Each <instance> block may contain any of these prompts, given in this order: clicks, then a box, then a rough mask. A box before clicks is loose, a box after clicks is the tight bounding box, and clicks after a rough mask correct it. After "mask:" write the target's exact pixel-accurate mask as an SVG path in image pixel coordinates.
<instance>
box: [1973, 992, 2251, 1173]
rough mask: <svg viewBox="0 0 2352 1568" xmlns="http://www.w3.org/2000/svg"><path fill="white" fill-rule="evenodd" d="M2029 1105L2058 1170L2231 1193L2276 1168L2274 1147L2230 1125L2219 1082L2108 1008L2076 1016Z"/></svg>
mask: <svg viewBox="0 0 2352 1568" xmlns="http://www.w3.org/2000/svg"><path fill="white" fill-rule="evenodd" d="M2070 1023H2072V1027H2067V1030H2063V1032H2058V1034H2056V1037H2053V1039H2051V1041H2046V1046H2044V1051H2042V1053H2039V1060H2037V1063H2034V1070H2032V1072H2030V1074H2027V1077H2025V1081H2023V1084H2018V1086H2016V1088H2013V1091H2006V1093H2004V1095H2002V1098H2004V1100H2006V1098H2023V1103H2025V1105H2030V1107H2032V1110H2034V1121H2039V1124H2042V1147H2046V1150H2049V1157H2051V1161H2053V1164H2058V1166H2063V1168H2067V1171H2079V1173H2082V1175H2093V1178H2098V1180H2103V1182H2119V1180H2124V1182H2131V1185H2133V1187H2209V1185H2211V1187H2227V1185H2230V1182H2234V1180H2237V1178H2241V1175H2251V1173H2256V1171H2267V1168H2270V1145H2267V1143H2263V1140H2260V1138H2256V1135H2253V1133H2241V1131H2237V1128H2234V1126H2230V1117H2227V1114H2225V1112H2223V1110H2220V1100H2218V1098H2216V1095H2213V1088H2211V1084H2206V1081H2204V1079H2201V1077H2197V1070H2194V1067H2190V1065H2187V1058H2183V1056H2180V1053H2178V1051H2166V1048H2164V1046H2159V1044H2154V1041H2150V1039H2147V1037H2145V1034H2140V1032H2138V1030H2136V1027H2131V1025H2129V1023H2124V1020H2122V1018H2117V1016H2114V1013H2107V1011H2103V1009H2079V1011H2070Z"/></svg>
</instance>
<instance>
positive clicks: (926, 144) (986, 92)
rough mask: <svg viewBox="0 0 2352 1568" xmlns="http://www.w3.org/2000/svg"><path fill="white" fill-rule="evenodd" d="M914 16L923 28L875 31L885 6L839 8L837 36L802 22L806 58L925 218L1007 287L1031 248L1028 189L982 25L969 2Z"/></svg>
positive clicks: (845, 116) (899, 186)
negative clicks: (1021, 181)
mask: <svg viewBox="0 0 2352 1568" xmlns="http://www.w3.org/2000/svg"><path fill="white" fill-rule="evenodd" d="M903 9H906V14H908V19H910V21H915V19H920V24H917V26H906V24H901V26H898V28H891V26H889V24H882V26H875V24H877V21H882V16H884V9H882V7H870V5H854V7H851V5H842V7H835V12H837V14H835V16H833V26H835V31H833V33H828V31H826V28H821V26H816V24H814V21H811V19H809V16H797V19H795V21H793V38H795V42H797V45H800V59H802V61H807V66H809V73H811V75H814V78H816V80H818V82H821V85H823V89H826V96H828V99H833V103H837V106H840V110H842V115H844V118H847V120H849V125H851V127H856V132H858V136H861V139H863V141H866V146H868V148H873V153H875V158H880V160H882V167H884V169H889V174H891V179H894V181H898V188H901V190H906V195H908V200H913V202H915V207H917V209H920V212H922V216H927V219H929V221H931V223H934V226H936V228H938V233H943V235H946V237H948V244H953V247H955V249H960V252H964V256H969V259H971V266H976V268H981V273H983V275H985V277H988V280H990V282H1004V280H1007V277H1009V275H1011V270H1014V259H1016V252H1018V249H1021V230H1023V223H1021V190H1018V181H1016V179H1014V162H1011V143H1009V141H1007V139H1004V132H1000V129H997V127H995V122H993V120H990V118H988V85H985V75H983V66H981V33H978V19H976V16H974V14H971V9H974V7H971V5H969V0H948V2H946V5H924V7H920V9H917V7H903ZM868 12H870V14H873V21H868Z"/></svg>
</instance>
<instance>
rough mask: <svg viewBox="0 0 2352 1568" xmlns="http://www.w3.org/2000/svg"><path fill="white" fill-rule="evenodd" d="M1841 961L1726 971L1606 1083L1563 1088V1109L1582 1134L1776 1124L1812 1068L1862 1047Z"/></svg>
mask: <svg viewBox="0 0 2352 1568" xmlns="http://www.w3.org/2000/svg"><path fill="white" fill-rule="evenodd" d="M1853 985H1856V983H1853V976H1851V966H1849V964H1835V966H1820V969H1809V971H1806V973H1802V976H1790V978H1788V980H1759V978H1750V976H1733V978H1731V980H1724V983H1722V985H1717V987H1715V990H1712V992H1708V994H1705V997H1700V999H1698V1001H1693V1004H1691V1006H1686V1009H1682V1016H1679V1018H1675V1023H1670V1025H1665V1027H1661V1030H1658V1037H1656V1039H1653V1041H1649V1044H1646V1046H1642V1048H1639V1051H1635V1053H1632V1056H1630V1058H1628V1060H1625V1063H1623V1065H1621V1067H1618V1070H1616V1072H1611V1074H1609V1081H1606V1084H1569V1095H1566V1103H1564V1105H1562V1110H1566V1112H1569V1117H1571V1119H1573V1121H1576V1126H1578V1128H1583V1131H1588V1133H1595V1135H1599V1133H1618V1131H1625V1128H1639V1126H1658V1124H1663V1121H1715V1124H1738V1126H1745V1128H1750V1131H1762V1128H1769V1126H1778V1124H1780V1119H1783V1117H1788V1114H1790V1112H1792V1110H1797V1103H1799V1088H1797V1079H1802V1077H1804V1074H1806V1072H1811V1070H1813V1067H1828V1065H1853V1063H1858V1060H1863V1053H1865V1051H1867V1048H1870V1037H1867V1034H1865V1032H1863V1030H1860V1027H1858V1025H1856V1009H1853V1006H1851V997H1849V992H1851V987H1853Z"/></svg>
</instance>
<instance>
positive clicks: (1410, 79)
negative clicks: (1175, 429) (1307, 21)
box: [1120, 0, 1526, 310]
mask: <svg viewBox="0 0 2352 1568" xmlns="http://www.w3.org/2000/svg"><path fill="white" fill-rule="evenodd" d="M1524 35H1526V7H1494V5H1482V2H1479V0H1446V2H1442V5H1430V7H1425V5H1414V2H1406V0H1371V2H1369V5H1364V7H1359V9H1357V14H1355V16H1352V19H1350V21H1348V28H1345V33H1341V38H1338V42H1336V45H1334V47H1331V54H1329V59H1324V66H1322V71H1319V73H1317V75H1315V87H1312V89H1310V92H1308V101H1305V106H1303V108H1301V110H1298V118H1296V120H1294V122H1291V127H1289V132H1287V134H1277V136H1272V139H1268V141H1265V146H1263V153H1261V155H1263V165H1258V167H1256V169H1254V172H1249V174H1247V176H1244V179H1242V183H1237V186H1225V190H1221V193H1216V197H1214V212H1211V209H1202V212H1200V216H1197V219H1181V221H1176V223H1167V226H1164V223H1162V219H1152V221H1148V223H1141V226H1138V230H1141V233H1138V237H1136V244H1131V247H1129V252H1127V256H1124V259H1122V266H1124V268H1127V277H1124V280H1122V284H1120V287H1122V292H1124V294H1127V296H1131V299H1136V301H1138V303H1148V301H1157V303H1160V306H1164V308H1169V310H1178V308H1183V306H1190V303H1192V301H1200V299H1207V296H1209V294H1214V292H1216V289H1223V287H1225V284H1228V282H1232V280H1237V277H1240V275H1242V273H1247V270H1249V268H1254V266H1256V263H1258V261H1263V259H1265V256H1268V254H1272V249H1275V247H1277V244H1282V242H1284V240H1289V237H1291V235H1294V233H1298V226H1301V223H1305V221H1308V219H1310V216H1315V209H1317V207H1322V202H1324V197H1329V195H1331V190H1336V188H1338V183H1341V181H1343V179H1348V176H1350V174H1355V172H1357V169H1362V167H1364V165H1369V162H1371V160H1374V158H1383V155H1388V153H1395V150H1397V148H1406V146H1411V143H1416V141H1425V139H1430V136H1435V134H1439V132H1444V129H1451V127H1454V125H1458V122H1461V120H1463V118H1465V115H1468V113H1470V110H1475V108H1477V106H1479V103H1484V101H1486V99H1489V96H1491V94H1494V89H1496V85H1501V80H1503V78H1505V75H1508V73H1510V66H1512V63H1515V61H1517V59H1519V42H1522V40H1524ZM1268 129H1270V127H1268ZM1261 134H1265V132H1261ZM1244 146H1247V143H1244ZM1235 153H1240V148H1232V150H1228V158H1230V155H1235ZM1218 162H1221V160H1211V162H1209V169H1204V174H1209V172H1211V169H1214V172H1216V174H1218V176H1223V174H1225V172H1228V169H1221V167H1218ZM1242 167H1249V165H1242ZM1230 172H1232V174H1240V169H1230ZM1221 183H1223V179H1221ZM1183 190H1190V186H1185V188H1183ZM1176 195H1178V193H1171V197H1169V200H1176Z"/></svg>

■ ■ ■ ■ ■

### Task instructions
Read the entries and show each line that mentions "positive".

### Exercise response
positive clicks: (926, 144) (986, 92)
positive clicks: (845, 116) (899, 186)
positive clicks: (1410, 79)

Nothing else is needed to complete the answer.